* _EXERCISE REQUIREMENTS_
Reproduce the data exactly; no word may be added or dropped.

================

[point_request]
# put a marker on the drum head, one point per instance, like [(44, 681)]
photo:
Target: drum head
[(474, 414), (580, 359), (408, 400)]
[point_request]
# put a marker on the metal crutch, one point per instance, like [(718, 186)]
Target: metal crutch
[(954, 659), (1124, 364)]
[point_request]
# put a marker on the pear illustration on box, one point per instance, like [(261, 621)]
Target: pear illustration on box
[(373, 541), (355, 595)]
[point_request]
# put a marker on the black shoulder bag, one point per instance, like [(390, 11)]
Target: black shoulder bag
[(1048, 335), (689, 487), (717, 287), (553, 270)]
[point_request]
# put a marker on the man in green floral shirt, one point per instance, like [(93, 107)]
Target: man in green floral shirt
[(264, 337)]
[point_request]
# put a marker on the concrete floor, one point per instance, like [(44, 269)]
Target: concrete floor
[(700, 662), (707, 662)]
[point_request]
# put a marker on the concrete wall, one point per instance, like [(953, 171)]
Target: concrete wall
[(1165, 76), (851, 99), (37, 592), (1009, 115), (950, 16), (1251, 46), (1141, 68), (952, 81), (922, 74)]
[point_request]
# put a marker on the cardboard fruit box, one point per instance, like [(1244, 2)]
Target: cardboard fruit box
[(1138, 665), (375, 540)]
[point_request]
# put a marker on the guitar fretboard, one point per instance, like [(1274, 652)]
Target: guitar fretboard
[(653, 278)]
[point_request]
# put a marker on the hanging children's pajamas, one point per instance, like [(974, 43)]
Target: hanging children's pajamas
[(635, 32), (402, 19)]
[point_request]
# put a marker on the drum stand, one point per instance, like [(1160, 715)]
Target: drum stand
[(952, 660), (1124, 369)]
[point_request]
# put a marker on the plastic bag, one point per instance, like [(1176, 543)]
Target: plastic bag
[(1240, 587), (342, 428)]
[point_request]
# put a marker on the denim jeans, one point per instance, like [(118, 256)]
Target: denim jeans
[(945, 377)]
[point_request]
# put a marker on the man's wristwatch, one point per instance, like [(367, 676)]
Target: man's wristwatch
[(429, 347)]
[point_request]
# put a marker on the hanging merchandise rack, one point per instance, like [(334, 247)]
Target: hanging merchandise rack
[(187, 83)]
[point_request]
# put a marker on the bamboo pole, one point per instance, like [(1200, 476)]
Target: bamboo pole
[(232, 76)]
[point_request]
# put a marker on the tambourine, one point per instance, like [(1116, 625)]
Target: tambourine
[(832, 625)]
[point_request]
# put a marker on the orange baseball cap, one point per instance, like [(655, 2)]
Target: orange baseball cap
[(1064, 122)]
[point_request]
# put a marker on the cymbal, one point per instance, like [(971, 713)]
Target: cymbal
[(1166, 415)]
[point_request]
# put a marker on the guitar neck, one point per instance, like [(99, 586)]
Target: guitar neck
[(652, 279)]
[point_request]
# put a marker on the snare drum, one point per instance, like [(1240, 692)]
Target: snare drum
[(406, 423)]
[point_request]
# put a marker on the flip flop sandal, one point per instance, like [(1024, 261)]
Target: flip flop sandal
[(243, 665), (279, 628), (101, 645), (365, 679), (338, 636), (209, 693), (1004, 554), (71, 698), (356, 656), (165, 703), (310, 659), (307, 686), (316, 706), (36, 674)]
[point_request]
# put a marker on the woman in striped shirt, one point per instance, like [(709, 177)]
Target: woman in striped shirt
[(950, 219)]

================

* _RESULT OF THE TASK_
[point_request]
# put a marker on the drum head, one point per instance, like [(44, 681)]
photo:
Target: drum head
[(474, 414), (580, 359), (408, 400)]
[point_request]
# put a marker on the metal crutch, one point per instance, like [(718, 186)]
Target: metal crutch
[(954, 659), (1124, 364)]
[point_request]
# put a marker on the pear illustration on box, one point per instance, like [(261, 621)]
Target: pear illustration on box
[(373, 541), (355, 595)]
[point_request]
# put a marker on the black shoulder bag, one point per instance, like [(390, 11)]
Target: black shoulder bag
[(1048, 335), (689, 487), (717, 287), (553, 270)]
[point_request]
# put a marker on the man in green floral shirt, one point per instance, like [(93, 107)]
Target: man in green floral shirt
[(264, 337)]
[point_request]
# put a marker on the concrete floor, one point per instance, like [(44, 269)]
Target: concrete floor
[(700, 662), (707, 662)]
[point_request]
# put a marker on the concrete wall, one point per instance, like [(953, 171)]
Target: concrete wall
[(1165, 76), (851, 99), (37, 592), (1009, 115), (950, 16), (1251, 46), (1141, 68), (952, 81), (922, 74)]
[point_request]
# put a marker on the cardboard fruit box, one point per instance, like [(1244, 2)]
Target: cardboard fruit box
[(1138, 665), (375, 540)]
[point_request]
# put a marker on the guitar fretboard, one point per instance, like [(1274, 652)]
Target: guitar fretboard
[(653, 278)]
[point_request]
# put a marker on the hanging children's pajamas, one point per instance, like [(974, 43)]
Target: hanging children's pajamas
[(635, 32), (402, 19)]
[point_request]
# put a marker on the drum stand, one point per instance, like [(1160, 715)]
Target: drum stand
[(952, 660), (1124, 369)]
[point_request]
# put a marker on the plastic bag, one point per instance, like [(1176, 543)]
Target: plastic bag
[(1240, 587), (342, 428)]
[point_request]
# put a marker on the denim jeans, one point per instance, like [(118, 256)]
Target: denim jeans
[(945, 377)]
[point_request]
# put a marker on the man's wristwatch, one point per instance, like [(367, 676)]
Target: man's wristwatch
[(429, 347)]
[point_request]
# put a marker on the hanging merchandise rack, one point per instance, like [(334, 247)]
Target: hanging merchandise rack
[(187, 83)]
[point_request]
# put a marker on the bamboo pole, one point per instance, like [(1200, 476)]
Target: bamboo pole
[(232, 76)]
[point_request]
# put a marker on the tambourine, one point per instance, like [(1116, 625)]
Target: tambourine
[(832, 625)]
[point_request]
# put a marker on the orange baseball cap, one point per instance, like [(655, 2)]
Target: orange baseball cap
[(1064, 122)]
[point_request]
# put a marker on the cymbal, one point per instance, like [(971, 713)]
Target: cymbal
[(1166, 415)]
[point_request]
# put a marker on the guitar neck, one point per instance, like [(99, 586)]
Target: guitar neck
[(652, 279)]
[point_request]
# put a marker on the snare drum, one point per instance, like [(1240, 692)]
Target: snare drum
[(406, 423)]
[point_request]
# put a marker on the flip flop sandal, one point per instance, like [(1024, 261)]
Target: flip flop sandal
[(243, 665), (279, 628), (101, 645), (365, 679), (338, 636), (209, 693), (1004, 554), (71, 698), (356, 656), (165, 703), (310, 659), (307, 686), (316, 706), (36, 674)]
[point_request]
# put a marker on the woman in striped shirt, one point per instance, like [(709, 177)]
Target: woman in striped shirt
[(950, 219)]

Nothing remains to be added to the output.